Selected excerpt:

.....

But 25 will make me feel better. :angel:

Ok I promise last number joke, let the thread return to what op intended.


----------



## Phil loves classical (Feb 8, 2017)

atsizat said:


> Life is meaningless to me. I live because I cannot end it. I just keep living with no reason.


There don't need to be a reason, bro. I've been through some close family tragedies, and figured in the end not to blame anyone, or anything, and just accept my lot. Trying to find the meaning of life is bound to failure, in my opinion. It's not even worth asking. It might sound weird, but I live every day as if it's my last, and only make plans for later, in case it's not my last.


----------



## Richannes Wrahms (Jan 6, 2014)

I live for the high quality distractions of modern life. Otherwise, I often think life is horrible in its many aspects. Me being an anxious depressive person doesn't help. I also have vital impulses that transiently make me think life is great and colourful but then I realise all is a grand delusion on cruel reality to perpetuate a self replicating curse that happened to be concocted by chance on this planet.


----------



## TwoFlutesOneTrumpet (Aug 31, 2011)

atsizat said:


> Life is meaningless to me. I live because I cannot end it. I just keep living with no reason.


Life is meaningless by its nature. We need to find a way to be comfortable with that and enjoy its simple, meaningless pleasures.


----------



## Red Terror (Dec 10, 2018)

atsizat said:


> What is your reason to live?


You must have faith in something. Man cannot live without faith.


----------



## Phil loves classical (Feb 8, 2017)

Richannes Wrahms said:


> I live for the high quality distractions of modern life. Otherwise, I often think life is horrible in its many aspects. Me being an anxious depressive person doesn't help. I also have vital impulses that transiently make me think life is great and colourful but then I realise all is a grand delusion on cruel reality to perpetuate a self replicating curse that happened to be concocted by chance on this planet.

.....

Labeled contour entries:
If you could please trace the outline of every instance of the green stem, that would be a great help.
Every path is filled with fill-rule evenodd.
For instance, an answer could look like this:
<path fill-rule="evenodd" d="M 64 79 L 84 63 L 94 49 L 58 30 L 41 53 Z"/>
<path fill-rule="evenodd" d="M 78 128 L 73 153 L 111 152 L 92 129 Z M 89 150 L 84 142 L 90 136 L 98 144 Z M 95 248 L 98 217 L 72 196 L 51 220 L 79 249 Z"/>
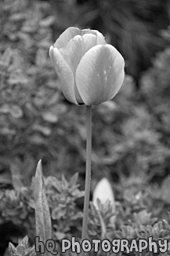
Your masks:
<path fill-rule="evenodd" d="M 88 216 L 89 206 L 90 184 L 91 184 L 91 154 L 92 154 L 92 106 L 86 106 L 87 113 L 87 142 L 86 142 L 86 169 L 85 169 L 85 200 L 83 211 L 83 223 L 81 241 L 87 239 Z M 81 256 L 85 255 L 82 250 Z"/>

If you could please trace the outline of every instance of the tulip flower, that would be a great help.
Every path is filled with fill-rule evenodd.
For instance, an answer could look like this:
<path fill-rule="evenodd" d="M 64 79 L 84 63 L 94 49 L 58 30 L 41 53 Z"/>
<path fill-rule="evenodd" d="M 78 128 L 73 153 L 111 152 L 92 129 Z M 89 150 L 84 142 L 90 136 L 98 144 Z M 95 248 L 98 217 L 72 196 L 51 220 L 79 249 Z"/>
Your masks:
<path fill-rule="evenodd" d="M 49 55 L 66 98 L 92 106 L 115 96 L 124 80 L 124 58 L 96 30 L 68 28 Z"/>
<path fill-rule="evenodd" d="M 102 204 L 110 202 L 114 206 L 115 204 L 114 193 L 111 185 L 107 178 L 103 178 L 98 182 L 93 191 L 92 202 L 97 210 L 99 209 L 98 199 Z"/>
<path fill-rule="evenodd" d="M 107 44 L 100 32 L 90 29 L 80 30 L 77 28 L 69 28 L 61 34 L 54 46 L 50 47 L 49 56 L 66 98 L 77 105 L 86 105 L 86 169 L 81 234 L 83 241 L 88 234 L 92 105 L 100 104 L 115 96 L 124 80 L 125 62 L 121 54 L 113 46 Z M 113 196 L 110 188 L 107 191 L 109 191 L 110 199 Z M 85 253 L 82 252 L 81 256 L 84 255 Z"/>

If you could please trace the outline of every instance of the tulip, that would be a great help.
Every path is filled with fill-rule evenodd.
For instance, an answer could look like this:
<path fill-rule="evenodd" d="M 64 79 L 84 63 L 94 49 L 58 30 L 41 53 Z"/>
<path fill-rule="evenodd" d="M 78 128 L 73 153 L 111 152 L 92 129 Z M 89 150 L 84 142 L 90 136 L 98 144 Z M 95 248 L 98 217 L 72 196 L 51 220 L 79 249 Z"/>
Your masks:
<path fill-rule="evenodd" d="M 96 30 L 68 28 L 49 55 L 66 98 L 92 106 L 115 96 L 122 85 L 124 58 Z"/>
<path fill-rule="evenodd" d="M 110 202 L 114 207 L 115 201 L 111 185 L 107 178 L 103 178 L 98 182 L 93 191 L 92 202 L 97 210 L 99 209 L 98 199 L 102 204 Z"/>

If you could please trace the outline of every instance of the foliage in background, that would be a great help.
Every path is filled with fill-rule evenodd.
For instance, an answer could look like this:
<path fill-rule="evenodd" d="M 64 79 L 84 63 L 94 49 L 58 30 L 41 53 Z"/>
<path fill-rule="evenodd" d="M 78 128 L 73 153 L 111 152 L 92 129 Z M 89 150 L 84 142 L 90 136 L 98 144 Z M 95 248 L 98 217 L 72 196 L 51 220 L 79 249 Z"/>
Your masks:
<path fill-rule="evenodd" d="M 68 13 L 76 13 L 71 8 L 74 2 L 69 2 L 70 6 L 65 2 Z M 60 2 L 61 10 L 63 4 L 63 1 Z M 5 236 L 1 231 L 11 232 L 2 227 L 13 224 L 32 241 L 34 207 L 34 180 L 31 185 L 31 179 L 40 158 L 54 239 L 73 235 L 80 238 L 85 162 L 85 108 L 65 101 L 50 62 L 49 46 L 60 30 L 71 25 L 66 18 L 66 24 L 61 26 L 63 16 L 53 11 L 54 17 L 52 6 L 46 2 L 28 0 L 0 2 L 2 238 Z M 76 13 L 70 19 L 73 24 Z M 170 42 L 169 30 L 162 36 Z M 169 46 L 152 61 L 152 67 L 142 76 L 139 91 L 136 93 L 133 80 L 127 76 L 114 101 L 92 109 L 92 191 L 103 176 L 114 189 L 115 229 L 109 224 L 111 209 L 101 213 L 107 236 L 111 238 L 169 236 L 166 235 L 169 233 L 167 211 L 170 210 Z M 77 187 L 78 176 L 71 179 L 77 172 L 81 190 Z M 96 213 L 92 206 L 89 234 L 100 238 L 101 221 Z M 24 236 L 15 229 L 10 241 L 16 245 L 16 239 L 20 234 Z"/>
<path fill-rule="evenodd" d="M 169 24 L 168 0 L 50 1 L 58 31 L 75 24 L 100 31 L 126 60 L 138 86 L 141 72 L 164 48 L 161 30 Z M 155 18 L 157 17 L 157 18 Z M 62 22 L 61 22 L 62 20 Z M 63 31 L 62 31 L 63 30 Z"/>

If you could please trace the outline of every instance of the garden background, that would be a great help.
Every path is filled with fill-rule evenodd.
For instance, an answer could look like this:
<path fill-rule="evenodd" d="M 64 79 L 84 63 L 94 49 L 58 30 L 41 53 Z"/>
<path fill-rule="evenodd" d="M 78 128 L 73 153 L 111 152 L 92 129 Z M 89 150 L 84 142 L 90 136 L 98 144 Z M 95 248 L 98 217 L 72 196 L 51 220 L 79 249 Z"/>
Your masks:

.....

Task A: List every distinct user name that appears as a post heading in the forum thread.
Task B:
Answer these questions from the forum thread, one per line:
(i) What does Red Terror say man cannot live without?
(ii) What does Richannes Wrahms say he lives for?
(iii) What date appears beside the name TwoFlutesOneTrumpet?
Task C: Reproduce the portion of the forum thread starting at "Life is meaningless by" and ending at "reason to live?".
Nothing in the listing is required for this work.

Exercise output A:
Phil loves classical
Richannes Wrahms
TwoFlutesOneTrumpet
Red Terror

Exercise output B:
(i) Faith.
(ii) The high quality distractions of modern life.
(iii) Aug 31, 2011.

Exercise output C:
Life is meaningless by its nature. We need to find a way to be comfortable with that and enjoy its simple, meaningless pleasures.


----------



## Red Terror (Dec 10, 2018)

atsizat said:


> What is your reason to live?